Transcribe the entries that follow, every word as written, and drop the pictures.

Records from a data collection
+ + +
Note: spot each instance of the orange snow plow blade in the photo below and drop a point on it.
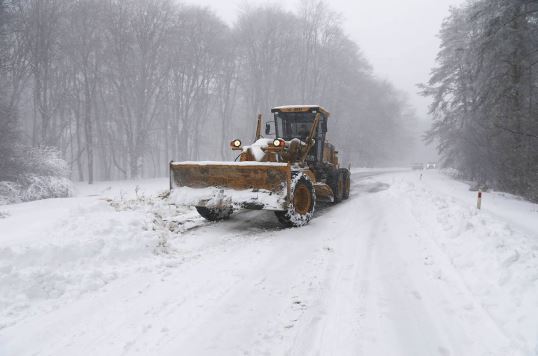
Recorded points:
(253, 185)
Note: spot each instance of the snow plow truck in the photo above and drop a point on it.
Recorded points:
(287, 173)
+ + +
### SOLVED PROBLEM:
Note: spot each instance of the orange snow plow blade in the photo below and drop a point on it.
Recorded points:
(253, 185)
Note: spot each instance of the snow plow truck in the photo above and drop a point on it.
Recorded points:
(287, 173)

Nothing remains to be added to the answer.